Open geraldmwanyika opened 10 years ago
Can you show the PDF file?
I have a similar problem.
Here you can find a broken pdf: https://github.com/jaberu/PhpOfficeUtils/blob/master/test/resources/missing-catalog.pdf
I have the same problem parsing a PDF. The exception is thrown in the line 246 inside the file src\Smalot\PdfParser\Document.php with the message Missing catalog.
I have the same trouble, when parsing with pdfparser. Fatal error: Uncaught exception 'Exception' with message 'Missing catalog.'
It's from document.php the last line: throw new \Exception('Missing catalog.'); (in public function getPages() )
So, does anybody know, how to make a workaround?
Same Problem
Hi
Me also but only withg one long and heavy PDF other even multiple pages are working ok
@renaudham it would be great to have some testfile which throws this exception,
Hi
here is one attached.
I have analyzed Document.php and it seems that the Dictionnary returns empty because there is no TYPE returned here
protected function buildDictionary() { // Build dictionary. $this->dictionary = array();
foreach ($this->objects as $id => $object) {
$type = $object->getHeader()->get('Type')->getContent();
**// var_dump($type);**
if (!empty($type)) {
$this->dictionary[$type][$id] = $id;
}
}
}
so for my usage I simply modified few lines
public function getPages() { ... return array(); throw new \Exception('Missing catalog.'); ...
public function getText(Page $page = null)
{
... if(count($pages)==0){ return false; }
like that when I call a doc with this issue (no types) I will receive a "false" that I can use to swicth to different unparsable no content treatment (as of course I will get zero content from this pdf)
thanks
the foreach ($this->objects as $id => $object) { $type = $object->getHeader() .... (cut the rest to get type and content)
with getHeader only return object elements
but it seems there is not "type" but also zero content extracted in the $this->objects
I added this as a question on Stackoverflow to see if we could get some help.
https://stackoverflow.com/questions/48173527/continue-a-script-after-an-exception-is-thrown-php
The answer for me was to make sure my Exception was namespaced in my try/catch block.
So this: catch (\Exception $e)
, instead of catch (Exception $e)
.
It is already namespaced and not directly related to the pdfparser bug.
Same issue I am facing when trying to upload multiple pdfs, even in my script I have mentioned the namespace properly.
The namespace is not the problem but the parsing of the PDF.
Also please provide the full error/exception + stacktrace that you get.
Here you can see the stack trace. https://gist.github.com/aavrug/ee26ebc55f618b8bc93823df23470a51
i am having this same problem, is there any chance of a fix?
I have the same issue. I can tell that if I open the file (on a mac) in Preview.app and save the pdf out and try to parse it again, then it works fine.
So it is related to the tool that generates the PDF. I guess this depends on the used PDF version.
Can you check with Adobe Reader or some other tools which PDF version is used in both cases @djlift?
I just confirmed that I had a v1.6 and saved it down to to v1.3 and then I do not experience the issue.
So it is still an issue with the data structure of newer PDF versions.

* [Dataset extract]
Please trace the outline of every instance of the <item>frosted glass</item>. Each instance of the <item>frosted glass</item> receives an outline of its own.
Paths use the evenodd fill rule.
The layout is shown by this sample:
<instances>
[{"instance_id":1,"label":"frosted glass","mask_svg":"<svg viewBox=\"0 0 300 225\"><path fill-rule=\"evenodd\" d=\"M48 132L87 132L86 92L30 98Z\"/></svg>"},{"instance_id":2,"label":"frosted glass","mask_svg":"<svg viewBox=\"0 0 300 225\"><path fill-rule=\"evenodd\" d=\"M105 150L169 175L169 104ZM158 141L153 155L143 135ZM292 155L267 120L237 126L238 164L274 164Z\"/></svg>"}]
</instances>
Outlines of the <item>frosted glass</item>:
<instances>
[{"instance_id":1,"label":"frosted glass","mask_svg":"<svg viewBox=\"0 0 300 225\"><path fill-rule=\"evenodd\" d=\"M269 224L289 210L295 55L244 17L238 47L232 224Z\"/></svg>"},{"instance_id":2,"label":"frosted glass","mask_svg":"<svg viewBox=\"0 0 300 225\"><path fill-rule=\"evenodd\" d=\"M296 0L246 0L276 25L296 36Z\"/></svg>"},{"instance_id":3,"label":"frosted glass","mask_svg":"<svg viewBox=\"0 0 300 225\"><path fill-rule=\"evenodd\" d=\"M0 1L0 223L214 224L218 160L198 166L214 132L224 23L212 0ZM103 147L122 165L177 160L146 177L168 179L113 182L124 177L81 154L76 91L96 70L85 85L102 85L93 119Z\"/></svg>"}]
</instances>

* [Work to complete]
Answer these questions using the forum thread about the "Missing catalog." exception.
1. In which file and at which line is the exception thrown, according to one reply?
2. What does the modified getText function return when the page count is zero?
3. To which PDF version was a v1.6 file saved down so that the issue no longer occurred?

* [Complete response]
1. In src\Smalot\PdfParser\Document.php, at line 246.
2. It returns false.
3. To v1.3.